Your objective>
Please rewrite every line from the start of the items through the line holding "<point>154,133</point>", inclusive, with the requests left unchanged, and multiply each point coordinate in the answers by 0.3, rounding to whole numbers with halves going up. Leave the coordinates in the format samples as they are.

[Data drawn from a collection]
════

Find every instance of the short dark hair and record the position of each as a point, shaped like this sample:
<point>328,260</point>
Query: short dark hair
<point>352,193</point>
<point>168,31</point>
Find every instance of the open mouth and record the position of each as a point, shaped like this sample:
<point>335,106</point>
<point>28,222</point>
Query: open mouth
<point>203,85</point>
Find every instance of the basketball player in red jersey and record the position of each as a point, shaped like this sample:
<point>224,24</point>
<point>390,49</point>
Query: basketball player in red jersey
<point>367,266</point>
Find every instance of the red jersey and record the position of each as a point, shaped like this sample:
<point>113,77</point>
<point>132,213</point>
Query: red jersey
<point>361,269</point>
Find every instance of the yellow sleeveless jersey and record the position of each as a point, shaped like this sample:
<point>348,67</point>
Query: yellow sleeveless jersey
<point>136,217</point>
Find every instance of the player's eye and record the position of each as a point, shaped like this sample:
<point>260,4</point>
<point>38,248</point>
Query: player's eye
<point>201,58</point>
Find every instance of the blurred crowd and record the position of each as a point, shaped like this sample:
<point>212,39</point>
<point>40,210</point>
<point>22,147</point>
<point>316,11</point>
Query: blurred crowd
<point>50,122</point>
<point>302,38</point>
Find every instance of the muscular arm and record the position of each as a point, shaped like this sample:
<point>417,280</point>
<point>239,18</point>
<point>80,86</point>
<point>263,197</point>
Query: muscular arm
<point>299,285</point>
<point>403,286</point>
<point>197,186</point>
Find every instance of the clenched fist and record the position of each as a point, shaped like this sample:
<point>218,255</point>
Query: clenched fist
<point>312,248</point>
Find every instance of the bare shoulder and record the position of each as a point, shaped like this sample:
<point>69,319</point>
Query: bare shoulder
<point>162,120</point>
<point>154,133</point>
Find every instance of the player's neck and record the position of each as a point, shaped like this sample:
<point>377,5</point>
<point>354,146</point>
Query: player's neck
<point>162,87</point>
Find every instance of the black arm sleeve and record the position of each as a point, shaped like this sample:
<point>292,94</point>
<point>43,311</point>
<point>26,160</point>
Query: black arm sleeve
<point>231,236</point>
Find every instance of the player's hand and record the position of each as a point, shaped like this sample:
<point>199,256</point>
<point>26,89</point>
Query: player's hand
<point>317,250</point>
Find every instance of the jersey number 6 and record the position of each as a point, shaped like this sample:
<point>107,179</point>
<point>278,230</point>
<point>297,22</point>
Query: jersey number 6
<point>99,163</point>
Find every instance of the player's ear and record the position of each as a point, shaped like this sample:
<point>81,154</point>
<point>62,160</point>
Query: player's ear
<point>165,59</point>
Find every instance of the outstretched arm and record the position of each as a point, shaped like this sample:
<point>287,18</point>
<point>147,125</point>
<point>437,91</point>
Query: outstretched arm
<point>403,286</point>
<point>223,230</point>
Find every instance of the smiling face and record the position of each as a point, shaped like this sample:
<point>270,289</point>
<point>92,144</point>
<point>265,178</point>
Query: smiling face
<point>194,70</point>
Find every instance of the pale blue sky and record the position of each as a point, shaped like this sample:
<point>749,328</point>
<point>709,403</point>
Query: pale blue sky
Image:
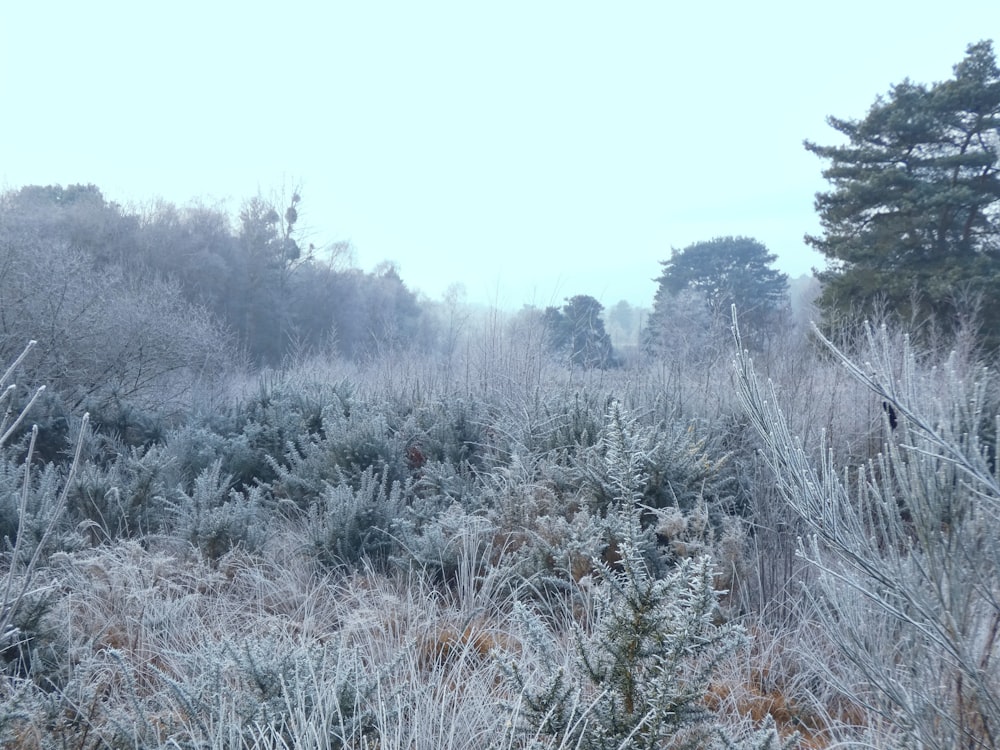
<point>529,150</point>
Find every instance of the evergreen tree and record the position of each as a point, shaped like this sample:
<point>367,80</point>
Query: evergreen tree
<point>722,272</point>
<point>578,331</point>
<point>912,219</point>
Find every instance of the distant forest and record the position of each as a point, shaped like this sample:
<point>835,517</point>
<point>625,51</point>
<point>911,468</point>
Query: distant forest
<point>253,498</point>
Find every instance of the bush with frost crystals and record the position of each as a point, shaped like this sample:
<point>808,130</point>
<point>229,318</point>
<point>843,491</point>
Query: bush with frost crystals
<point>907,547</point>
<point>347,524</point>
<point>642,667</point>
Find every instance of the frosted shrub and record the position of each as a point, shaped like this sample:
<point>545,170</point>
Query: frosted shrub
<point>216,518</point>
<point>907,547</point>
<point>347,525</point>
<point>641,670</point>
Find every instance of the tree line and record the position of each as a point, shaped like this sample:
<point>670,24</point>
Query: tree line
<point>910,228</point>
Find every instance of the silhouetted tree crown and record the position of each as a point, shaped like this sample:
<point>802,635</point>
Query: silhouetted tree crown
<point>912,218</point>
<point>718,274</point>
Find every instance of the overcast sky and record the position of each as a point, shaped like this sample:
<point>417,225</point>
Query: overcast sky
<point>528,150</point>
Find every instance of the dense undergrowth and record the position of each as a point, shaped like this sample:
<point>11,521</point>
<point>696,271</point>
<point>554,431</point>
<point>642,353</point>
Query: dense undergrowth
<point>390,556</point>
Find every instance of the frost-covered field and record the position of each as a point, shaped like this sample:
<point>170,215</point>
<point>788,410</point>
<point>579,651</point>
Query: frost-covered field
<point>508,553</point>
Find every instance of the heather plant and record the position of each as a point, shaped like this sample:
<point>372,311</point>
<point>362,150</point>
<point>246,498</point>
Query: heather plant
<point>905,546</point>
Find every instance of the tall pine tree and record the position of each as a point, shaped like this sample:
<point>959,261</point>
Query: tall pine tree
<point>912,218</point>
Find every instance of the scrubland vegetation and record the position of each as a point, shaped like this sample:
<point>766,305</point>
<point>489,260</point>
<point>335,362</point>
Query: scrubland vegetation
<point>503,551</point>
<point>252,497</point>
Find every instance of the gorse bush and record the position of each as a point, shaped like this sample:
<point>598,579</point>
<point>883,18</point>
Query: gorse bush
<point>642,666</point>
<point>906,546</point>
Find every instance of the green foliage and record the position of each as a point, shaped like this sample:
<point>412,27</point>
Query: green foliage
<point>577,332</point>
<point>906,547</point>
<point>215,518</point>
<point>641,671</point>
<point>911,220</point>
<point>348,525</point>
<point>718,274</point>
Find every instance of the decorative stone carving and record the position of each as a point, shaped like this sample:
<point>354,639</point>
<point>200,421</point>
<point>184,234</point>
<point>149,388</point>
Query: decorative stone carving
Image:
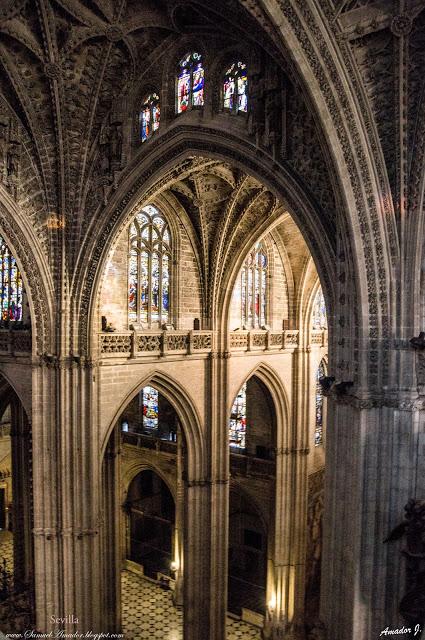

════

Answer for the task>
Find every instance of the short dark hair and record the position of each as a point, shaped like this sample:
<point>328,260</point>
Query: short dark hair
<point>106,58</point>
<point>50,9</point>
Find every instance of the open mouth and record the position of each as a point, shaped like this sample:
<point>335,106</point>
<point>28,222</point>
Query: open mouth
<point>61,26</point>
Find every instance of the basketball player in red jersey and record the position of each as a point, shaped like this sample:
<point>224,24</point>
<point>390,49</point>
Query: basketball player in red jersey
<point>110,80</point>
Find every instance of the red jersey and record the position of each as a point, shaped like this sample:
<point>113,77</point>
<point>132,213</point>
Query: red jersey
<point>108,81</point>
Find every instance of the yellow sleeveless jersey and record the position of each as a point, shaped like this sample:
<point>348,67</point>
Query: yellow sleeveless jersey
<point>41,65</point>
Find every instance of the player's eye and record the position of each as a point, shaped like this sample:
<point>260,4</point>
<point>38,248</point>
Query: player's eye
<point>60,17</point>
Find every instance of the blurred crowd and record the position of each as a point, shaped like this sample:
<point>212,39</point>
<point>40,210</point>
<point>22,147</point>
<point>316,11</point>
Query: blurred crowd
<point>15,37</point>
<point>91,11</point>
Find every instance of the muscular arm and record the position of each as a point, shaped like this sample:
<point>417,280</point>
<point>239,18</point>
<point>80,86</point>
<point>263,197</point>
Query: muscular arm
<point>90,86</point>
<point>121,86</point>
<point>59,56</point>
Find every instance of the clenched fist and record the position of each as a point, shaped like this sample:
<point>218,255</point>
Query: clenched fist
<point>94,74</point>
Find every instance of the bare shoulder and record the position of each as a point, shaped like this sample:
<point>69,319</point>
Query: bare shoulder
<point>49,36</point>
<point>46,40</point>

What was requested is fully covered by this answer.